Written exercise: Make an exact copy of the records, with the images left out.

-- begin Extracted entries --

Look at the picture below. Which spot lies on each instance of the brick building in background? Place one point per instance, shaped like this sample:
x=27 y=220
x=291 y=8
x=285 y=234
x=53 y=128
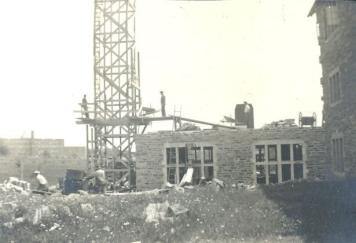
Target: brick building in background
x=50 y=156
x=336 y=22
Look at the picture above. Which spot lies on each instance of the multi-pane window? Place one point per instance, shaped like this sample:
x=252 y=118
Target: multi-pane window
x=283 y=162
x=335 y=87
x=200 y=158
x=329 y=20
x=338 y=154
x=175 y=165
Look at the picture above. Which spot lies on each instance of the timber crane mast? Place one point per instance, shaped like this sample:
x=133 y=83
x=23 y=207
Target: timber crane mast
x=116 y=112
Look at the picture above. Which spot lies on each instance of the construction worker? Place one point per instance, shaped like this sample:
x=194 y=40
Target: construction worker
x=99 y=180
x=41 y=181
x=85 y=106
x=163 y=104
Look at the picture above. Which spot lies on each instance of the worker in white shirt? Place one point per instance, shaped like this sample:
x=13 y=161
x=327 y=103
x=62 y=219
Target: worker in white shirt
x=100 y=180
x=41 y=181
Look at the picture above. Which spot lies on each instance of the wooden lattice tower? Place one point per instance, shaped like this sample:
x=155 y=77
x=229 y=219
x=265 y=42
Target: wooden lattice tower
x=116 y=87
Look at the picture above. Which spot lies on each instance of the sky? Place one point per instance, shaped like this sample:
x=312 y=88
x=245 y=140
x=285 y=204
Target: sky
x=207 y=56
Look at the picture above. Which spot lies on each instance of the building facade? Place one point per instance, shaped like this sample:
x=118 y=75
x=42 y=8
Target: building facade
x=262 y=156
x=337 y=39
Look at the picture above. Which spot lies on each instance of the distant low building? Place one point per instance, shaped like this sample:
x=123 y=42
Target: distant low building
x=50 y=156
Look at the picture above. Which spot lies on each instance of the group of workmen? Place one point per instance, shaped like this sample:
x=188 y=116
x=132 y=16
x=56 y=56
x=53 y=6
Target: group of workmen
x=85 y=111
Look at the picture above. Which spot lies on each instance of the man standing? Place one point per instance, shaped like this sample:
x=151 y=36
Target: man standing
x=41 y=181
x=163 y=104
x=99 y=180
x=85 y=106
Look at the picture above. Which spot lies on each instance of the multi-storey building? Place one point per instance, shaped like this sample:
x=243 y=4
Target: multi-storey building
x=336 y=23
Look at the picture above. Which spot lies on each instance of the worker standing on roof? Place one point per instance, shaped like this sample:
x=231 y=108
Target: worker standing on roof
x=163 y=104
x=41 y=180
x=85 y=106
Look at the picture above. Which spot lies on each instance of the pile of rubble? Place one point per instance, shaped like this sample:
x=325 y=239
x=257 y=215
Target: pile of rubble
x=13 y=184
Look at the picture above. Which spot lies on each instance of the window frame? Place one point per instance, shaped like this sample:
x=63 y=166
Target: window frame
x=279 y=162
x=195 y=163
x=335 y=87
x=338 y=152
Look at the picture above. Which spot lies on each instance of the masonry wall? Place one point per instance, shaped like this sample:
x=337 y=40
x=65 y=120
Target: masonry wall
x=338 y=52
x=234 y=161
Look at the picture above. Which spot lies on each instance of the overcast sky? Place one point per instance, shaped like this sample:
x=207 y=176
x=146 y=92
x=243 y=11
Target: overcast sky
x=206 y=56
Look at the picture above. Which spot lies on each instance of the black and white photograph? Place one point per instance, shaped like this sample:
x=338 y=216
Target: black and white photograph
x=166 y=121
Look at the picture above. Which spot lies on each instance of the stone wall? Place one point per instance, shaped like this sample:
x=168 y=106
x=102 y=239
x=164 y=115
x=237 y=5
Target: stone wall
x=338 y=52
x=233 y=151
x=50 y=156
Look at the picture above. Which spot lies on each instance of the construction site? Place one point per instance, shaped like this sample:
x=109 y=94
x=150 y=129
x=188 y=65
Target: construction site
x=290 y=180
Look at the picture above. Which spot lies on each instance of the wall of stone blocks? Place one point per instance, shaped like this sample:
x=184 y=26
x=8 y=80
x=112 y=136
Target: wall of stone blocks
x=338 y=51
x=50 y=156
x=234 y=152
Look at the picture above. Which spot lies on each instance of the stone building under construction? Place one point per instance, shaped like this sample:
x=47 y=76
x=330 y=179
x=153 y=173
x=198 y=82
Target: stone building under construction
x=275 y=155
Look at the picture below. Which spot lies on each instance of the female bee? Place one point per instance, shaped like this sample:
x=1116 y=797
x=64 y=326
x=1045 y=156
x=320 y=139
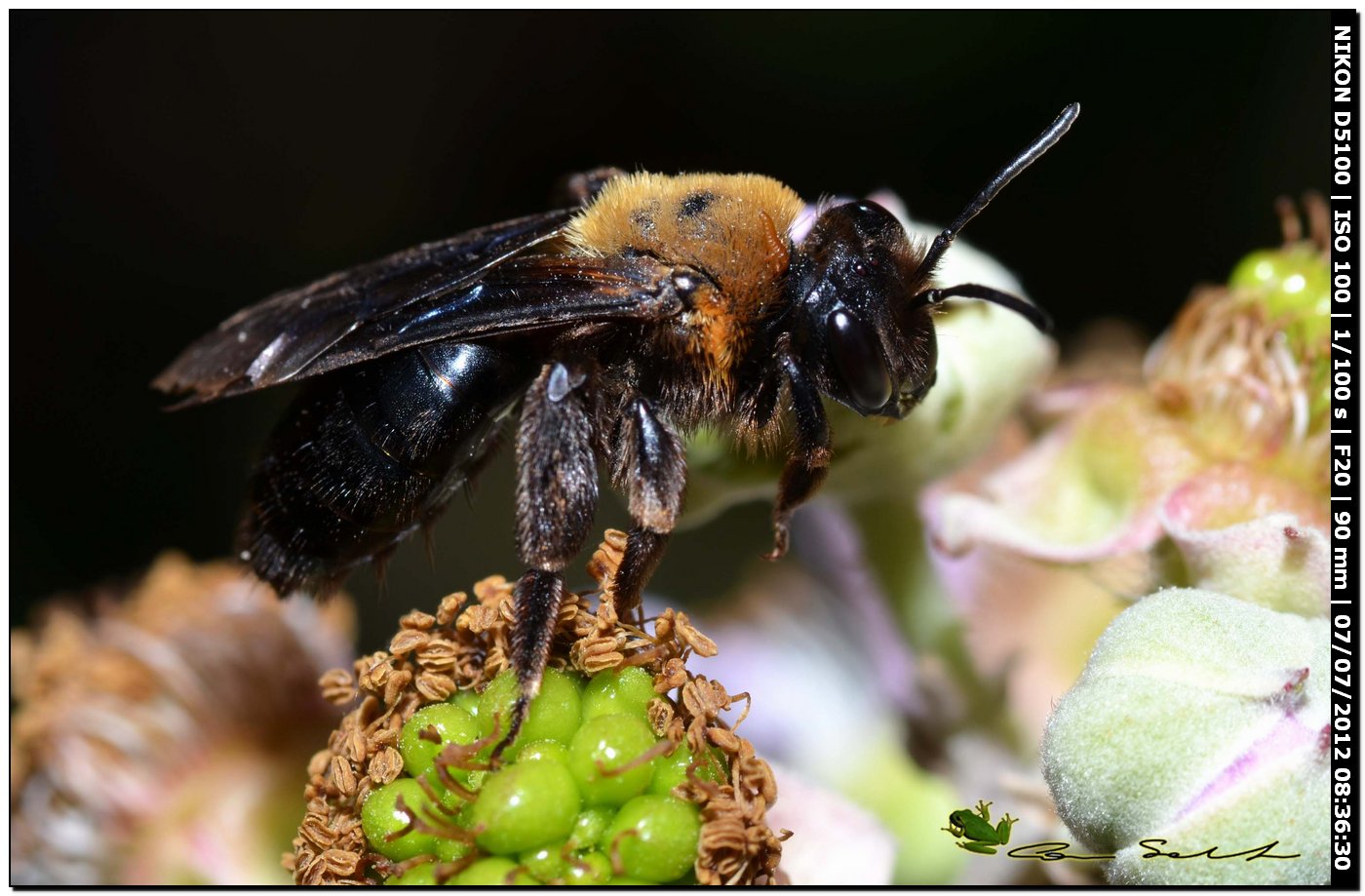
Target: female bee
x=609 y=330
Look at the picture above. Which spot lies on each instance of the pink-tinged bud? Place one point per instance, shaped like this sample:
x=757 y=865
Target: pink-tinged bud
x=1198 y=724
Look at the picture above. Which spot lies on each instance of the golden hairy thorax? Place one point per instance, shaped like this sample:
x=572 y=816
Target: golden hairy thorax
x=733 y=228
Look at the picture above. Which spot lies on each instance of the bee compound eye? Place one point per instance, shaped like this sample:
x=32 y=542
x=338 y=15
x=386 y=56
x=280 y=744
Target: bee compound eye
x=684 y=283
x=857 y=360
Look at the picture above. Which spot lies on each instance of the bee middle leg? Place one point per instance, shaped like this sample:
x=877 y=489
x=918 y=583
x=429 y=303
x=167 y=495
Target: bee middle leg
x=556 y=501
x=650 y=466
x=811 y=452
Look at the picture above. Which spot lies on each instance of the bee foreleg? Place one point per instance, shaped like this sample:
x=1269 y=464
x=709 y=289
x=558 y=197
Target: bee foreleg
x=809 y=459
x=650 y=465
x=556 y=500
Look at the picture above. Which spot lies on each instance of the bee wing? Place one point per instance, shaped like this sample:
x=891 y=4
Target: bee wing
x=467 y=286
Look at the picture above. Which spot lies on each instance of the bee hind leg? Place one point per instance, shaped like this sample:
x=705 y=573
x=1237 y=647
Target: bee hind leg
x=650 y=466
x=556 y=501
x=811 y=452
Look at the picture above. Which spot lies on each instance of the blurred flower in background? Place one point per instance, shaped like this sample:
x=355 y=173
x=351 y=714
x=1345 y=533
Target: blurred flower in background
x=163 y=736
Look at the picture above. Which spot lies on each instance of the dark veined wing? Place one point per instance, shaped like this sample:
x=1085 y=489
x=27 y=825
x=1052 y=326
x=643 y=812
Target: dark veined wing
x=287 y=336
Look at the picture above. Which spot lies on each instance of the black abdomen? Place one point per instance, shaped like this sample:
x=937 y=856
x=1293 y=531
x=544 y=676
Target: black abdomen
x=368 y=455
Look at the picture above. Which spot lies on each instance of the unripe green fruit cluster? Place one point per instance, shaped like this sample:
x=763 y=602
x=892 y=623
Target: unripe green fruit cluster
x=584 y=777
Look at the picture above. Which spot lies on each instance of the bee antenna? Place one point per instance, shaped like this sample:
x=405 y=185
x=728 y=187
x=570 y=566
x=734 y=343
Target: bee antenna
x=1034 y=316
x=1031 y=153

-- end Extracted entries --

Complete response:
Look at the picture below. Which spot lies on each instance of the brick building in background? Place one point per instance, shaped like this sample:
x=27 y=220
x=291 y=8
x=285 y=234
x=53 y=128
Target: brick building in background
x=50 y=156
x=336 y=22
Look at the picture above. Which spot lies on each instance of the multi-pane window? Place one point per instance, shaped like this sample:
x=252 y=118
Target: multi-pane window
x=283 y=162
x=335 y=87
x=200 y=158
x=329 y=20
x=338 y=154
x=175 y=165
Look at the picture above. Which spot lies on each instance of the timber crane mast? Place one point per instance, shaped like this sample:
x=133 y=83
x=23 y=207
Target: timber crane mast
x=116 y=112
Look at the picture above. Which spot lies on each instance of the construction worker? Place one point per instance, shaped like this sample:
x=194 y=40
Target: construction worker
x=99 y=180
x=41 y=181
x=85 y=106
x=163 y=104
Look at the picture above. Which spot lies on each instance of the worker in white shirt? Place one point per instance, shaped like this sample:
x=13 y=161
x=327 y=103
x=62 y=219
Target: worker in white shirt
x=100 y=180
x=41 y=181
Look at the picture above. Which spot lies on each instance of the wooden lattice tower? Place one point per instance, shaped like this sample:
x=155 y=77
x=229 y=219
x=265 y=42
Target: wooden lattice tower
x=116 y=87
Look at the picture above. Which spot lies on each instance of the sky? Place one point per instance, shaped like this sample:
x=312 y=88
x=245 y=140
x=285 y=204
Target: sky
x=207 y=56
Look at the picture above. Which spot lies on each instance of the building facade? Place one point per instance, shaped like this sample:
x=118 y=75
x=42 y=8
Target: building facade
x=262 y=156
x=337 y=39
Look at the picture above. Which spot lies on each instance of the distant low building? Place one point per instance, shaped like this sample:
x=123 y=42
Target: distant low building
x=50 y=156
Look at the picture above. Which spot lies on each instance of the group of workmen? Place one point per instance, shaped like this sample:
x=188 y=116
x=132 y=16
x=56 y=56
x=53 y=6
Target: group of workmen
x=85 y=111
Look at the picture above. Which spot lies on each instance of the man standing? Place one point per instance, shaped like this sample:
x=151 y=36
Target: man standing
x=41 y=181
x=163 y=104
x=99 y=180
x=85 y=106
Look at the picture above. Which spot lies on each instance of the multi-storey building? Place one point per instance, shaped like this sample:
x=243 y=4
Target: multi-storey building
x=336 y=23
Look at the picture above. Which spot lies on each instance of the worker standing on roof? Place one point per instance, shaped like this sample:
x=231 y=108
Target: worker standing on roof
x=163 y=104
x=41 y=180
x=85 y=106
Look at the picture above. Which spot lies on each instance of the pile of rubble? Place one point per instance, shaped like this sample:
x=325 y=239
x=257 y=215
Target: pile of rubble
x=13 y=184
Look at the picture above. Which spot lies on each instance of the window frame? Place one point per instance, shaped like this sample:
x=63 y=166
Target: window frame
x=279 y=162
x=195 y=163
x=335 y=87
x=338 y=152
Look at the picture above. Which spot lies on each instance of the masonry wall? Place one point per instance, shaped like this sample:
x=337 y=40
x=65 y=120
Target: masonry wall
x=338 y=52
x=234 y=161
Look at the picture above. Which spot lies on each instance of the overcast sky? Place one point per instance, shaped like this sample:
x=207 y=176
x=146 y=92
x=243 y=11
Target: overcast sky
x=206 y=56
Look at the picture above. Which spot lies on each instance of the black and white photograph? Place one point per instance, shaped like this sample:
x=338 y=216
Target: black and white photograph
x=166 y=121
Look at the picture above. Which spot lies on each instance of the stone wall? Place one point per instance, shaped like this sample:
x=168 y=106
x=102 y=239
x=164 y=115
x=237 y=5
Target: stone wall
x=338 y=52
x=233 y=151
x=50 y=156
Look at the picture above. Which spot lies on each instance of the construction site? Place one point per instance, shaped like this sample:
x=109 y=94
x=150 y=129
x=188 y=65
Target: construction site
x=290 y=180
Look at the picture above. Which spot lies on each instance of the wall of stone blocks? Place one point per instance, shaped like this sample:
x=184 y=26
x=8 y=80
x=112 y=136
Target: wall of stone blocks
x=338 y=51
x=50 y=156
x=234 y=152
Look at the picture above. Which spot lies on each instance of the stone building under construction? Place one point per instance, shaped like this sample:
x=47 y=76
x=330 y=179
x=153 y=173
x=198 y=82
Target: stone building under construction
x=275 y=155
Look at the picture below. Which spot lies on each instance of the female bee? Place one point per instance, shaped like this sample:
x=1116 y=797
x=64 y=326
x=1045 y=156
x=320 y=139
Target: female bee
x=609 y=330
Look at the picture above. Which spot lies on each instance of the pink-tinged bud? Place one point per instance, shaped like this sample:
x=757 y=865
Target: pink-tinged bud
x=1198 y=724
Look at the picture above. Which spot lies on each instance of the golden hairy thorax? Place one point per instance, shaped like this sample:
x=572 y=816
Target: golden hairy thorax
x=733 y=228
Look at the picture above. Which spot lies on each instance of the bee compound eye? Place one point per instance, shaped like this sample:
x=32 y=542
x=338 y=15
x=386 y=56
x=280 y=744
Target: bee compound eye
x=684 y=283
x=857 y=360
Look at the picture above. Which spot lies on each instance of the bee middle leg? Place one point per instance, shaped like this sample:
x=877 y=489
x=918 y=583
x=429 y=303
x=167 y=495
Target: bee middle leg
x=556 y=501
x=650 y=466
x=811 y=452
Look at the picture above. Which spot lies on each instance of the bee foreleg? Place one point per instance, shaped like this sample:
x=1269 y=464
x=709 y=289
x=558 y=197
Target: bee foreleg
x=809 y=459
x=650 y=465
x=556 y=500
Look at the picture above. Which spot lies on each instance of the bee wing? Place one point per instance, shaped like this sample:
x=891 y=4
Target: bee wing
x=467 y=286
Look at the picture above. Which spot lies on each instance of the bee hind leg? Place one point per instance, shaped like this sample:
x=705 y=573
x=1237 y=647
Target: bee hind leg
x=650 y=466
x=556 y=501
x=811 y=452
Look at the picture above. Which spot lies on each instance of the blurred flower in background? Place one point per instance, shaped like this sample:
x=355 y=173
x=351 y=714
x=1345 y=533
Target: blurred flower in background
x=163 y=736
Look at the picture above. Which spot lies on each instance of the dark veined wing? Place one point per instance, shaped like this sample:
x=1085 y=489
x=27 y=825
x=1052 y=326
x=643 y=812
Target: dark veined wing
x=287 y=336
Look at the picture above. Which spot lies on each instance of the black abdomen? Place one point per instance, shaped like this sample:
x=937 y=856
x=1293 y=531
x=544 y=676
Target: black abdomen
x=368 y=455
Look at the picture above. Which spot lies on each instance of the unripe green fruit cluster? Place one point per instance, shaped like this sample:
x=763 y=602
x=892 y=623
Target: unripe green fruit cluster
x=584 y=777
Look at the picture above. Which spot lies on each instance of the bee antenna? Place one point per instance, shaped like this sample:
x=405 y=185
x=728 y=187
x=570 y=566
x=734 y=343
Target: bee antenna
x=1034 y=316
x=1031 y=153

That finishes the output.